風力を利用して脱穀した米粒ともみ殻を選り分ける農機具で、私が幼い頃に実家に唐箕があったことを思い出し、なんだか懐かしい気持ちになりました。

さらに奥へ進むと、稲刈り後に使われる精米機や検査の機械がパネルとともに展示されています。

精米機や検査の機械がパネルとともに展示されている

収穫されたお米は、さまざまな選別や加工が行われて、白米として食卓に届くのですね。

こちらは未成熟米など色のついた米粒や小石などの異物を見分ける「色彩選別機」です。

色彩選別機

機械のなかを流れる米のひと粒ひと粒を光センサーとカメラで識別し、色のついた米粒などを検出したら、圧縮した空気で吹き飛ばすというすごい仕組み。お米が一等米として認定されるには、着色粒の割合を全体の0.1%以下にする必要があるため、この検査はとても重要です。

こちらは「食味分析計」。

食味分析計

等級検査では、色や形、お米の見た目の出来を調べますが、食味検査では、ご飯として食べたときのおいしさを調べるそう。実際に試してみることができました。

白米をケースに入れて、

白米をケースに入れる

食味分析計にセットし、

食味分析計に白米をセット

待つこと数十秒。

測定中

食味分析計で測定する項目は、水分、タンパク質、「アミロース」と呼ばれるでんぷんの割合などです。一般的に、水分がほどよくあり、タンパク質の割合が少ないものがおいしいお米とされています。

出力された診断結果

さすが、南魚沼産のコシヒカリ! 診断結果もよい数値です。

雪国ならではの知恵から生まれた「けんさん焼き」

展示されている米俵

ほかにもお米にまつわる展示がたくさんあり、ゆっくりと楽しみたいところですが、今回の取材の目的は、魚沼地方の郷土料理「けんさん焼き」について学ぶこと。さっそく、その由来についてうかがっていきたいと思います。

● **資料**

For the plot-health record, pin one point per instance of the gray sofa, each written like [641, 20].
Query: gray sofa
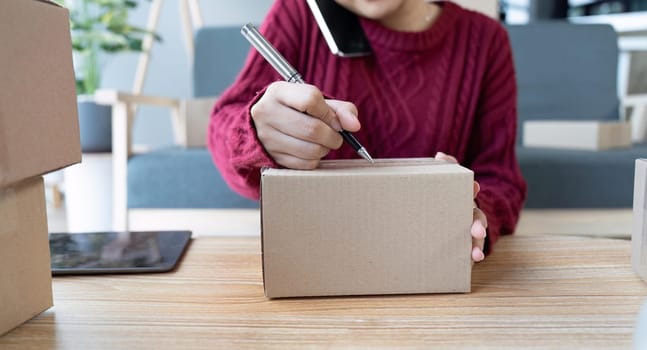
[564, 71]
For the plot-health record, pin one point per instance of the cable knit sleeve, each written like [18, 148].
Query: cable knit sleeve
[232, 139]
[491, 153]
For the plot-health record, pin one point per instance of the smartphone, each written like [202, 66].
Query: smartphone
[341, 29]
[116, 252]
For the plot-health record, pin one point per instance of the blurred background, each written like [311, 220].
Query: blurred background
[169, 74]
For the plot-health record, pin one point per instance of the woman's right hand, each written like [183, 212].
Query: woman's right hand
[298, 126]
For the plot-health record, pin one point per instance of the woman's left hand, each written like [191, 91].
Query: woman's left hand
[479, 221]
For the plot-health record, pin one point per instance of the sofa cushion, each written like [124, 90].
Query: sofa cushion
[579, 179]
[179, 178]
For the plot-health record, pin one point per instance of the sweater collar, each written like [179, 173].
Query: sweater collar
[379, 35]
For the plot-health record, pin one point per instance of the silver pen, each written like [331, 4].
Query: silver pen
[291, 75]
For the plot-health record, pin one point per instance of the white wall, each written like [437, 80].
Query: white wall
[169, 72]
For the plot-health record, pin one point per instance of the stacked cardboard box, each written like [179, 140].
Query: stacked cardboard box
[349, 228]
[39, 133]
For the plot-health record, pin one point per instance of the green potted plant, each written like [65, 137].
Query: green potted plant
[99, 28]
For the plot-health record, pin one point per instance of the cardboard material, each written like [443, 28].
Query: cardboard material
[26, 282]
[639, 235]
[351, 228]
[578, 135]
[39, 129]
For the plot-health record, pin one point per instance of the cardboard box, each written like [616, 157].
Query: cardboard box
[39, 133]
[353, 228]
[639, 234]
[39, 129]
[577, 135]
[25, 275]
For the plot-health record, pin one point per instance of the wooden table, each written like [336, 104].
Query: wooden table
[533, 292]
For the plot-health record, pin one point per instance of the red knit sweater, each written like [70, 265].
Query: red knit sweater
[450, 88]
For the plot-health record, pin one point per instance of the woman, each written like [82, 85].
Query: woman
[440, 81]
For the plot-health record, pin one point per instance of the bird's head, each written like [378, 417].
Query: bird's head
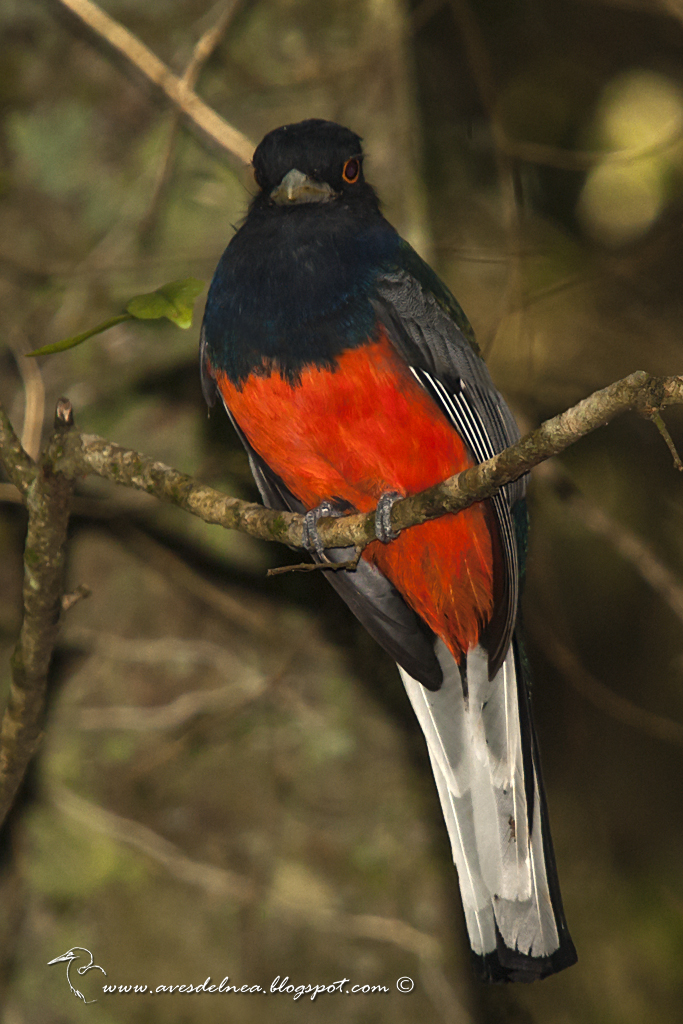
[310, 162]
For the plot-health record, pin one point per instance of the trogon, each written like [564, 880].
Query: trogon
[352, 377]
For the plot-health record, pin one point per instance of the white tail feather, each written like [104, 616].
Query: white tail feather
[475, 748]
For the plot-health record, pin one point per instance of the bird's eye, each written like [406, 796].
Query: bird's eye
[351, 170]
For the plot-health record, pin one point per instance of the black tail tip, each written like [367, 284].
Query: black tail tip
[505, 965]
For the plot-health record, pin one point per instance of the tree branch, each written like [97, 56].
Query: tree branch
[16, 463]
[48, 502]
[47, 492]
[136, 54]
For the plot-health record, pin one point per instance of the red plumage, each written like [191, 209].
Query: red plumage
[363, 429]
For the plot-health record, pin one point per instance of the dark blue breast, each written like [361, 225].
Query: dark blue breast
[294, 288]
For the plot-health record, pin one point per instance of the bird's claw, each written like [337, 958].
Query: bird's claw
[383, 529]
[311, 540]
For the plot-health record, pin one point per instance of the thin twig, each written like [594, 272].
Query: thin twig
[88, 454]
[655, 417]
[48, 502]
[348, 566]
[194, 110]
[17, 464]
[203, 49]
[80, 594]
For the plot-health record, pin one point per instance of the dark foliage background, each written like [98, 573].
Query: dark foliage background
[289, 778]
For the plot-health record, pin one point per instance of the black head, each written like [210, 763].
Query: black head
[310, 162]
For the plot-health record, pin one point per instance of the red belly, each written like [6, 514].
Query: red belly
[363, 429]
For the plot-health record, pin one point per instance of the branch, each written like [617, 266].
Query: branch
[17, 464]
[70, 455]
[48, 502]
[194, 110]
[641, 392]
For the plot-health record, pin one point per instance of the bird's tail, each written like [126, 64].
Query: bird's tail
[484, 757]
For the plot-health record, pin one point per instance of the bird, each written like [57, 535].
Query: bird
[73, 954]
[352, 378]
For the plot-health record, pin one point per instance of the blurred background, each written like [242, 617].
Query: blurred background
[231, 781]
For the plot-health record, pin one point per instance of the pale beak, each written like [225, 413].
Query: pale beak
[297, 187]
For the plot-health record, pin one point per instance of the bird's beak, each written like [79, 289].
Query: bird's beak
[297, 187]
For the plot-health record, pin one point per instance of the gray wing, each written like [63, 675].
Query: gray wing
[446, 365]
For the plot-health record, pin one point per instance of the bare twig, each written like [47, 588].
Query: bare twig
[71, 455]
[639, 391]
[203, 50]
[348, 566]
[82, 454]
[195, 111]
[17, 464]
[48, 500]
[69, 600]
[655, 417]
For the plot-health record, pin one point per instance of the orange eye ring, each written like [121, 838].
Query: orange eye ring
[351, 171]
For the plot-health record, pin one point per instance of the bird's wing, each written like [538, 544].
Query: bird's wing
[429, 330]
[372, 598]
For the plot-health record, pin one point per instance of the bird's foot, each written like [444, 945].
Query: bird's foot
[383, 529]
[335, 509]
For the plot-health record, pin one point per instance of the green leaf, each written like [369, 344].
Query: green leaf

● **やること**
1. 本文によると、お米が一等米と認められるには、着色粒の割合を全体の何%以下にする必要がありますか。
2. 本文のうち、「食味分析計にセットし、」で始まり「さすが、南魚沼産のコシヒカリ! 診断結果もよい数値です。」で終わる部分を、一字も変えずに書き写してください。
記録は本文とは別の資料です。

● **答え**
1. 全体の0.1%以下です。

2.
食味分析計にセットし、

食味分析計に白米をセット

待つこと数十秒。

測定中

食味分析計で測定する項目は、水分、タンパク質、「アミロース」と呼ばれるでんぷんの割合などです。一般的に、水分がほどよくあり、タンパク質の割合が少ないものがおいしいお米とされています。

出力された診断結果

さすが、南魚沼産のコシヒカリ! 診断結果もよい数値です。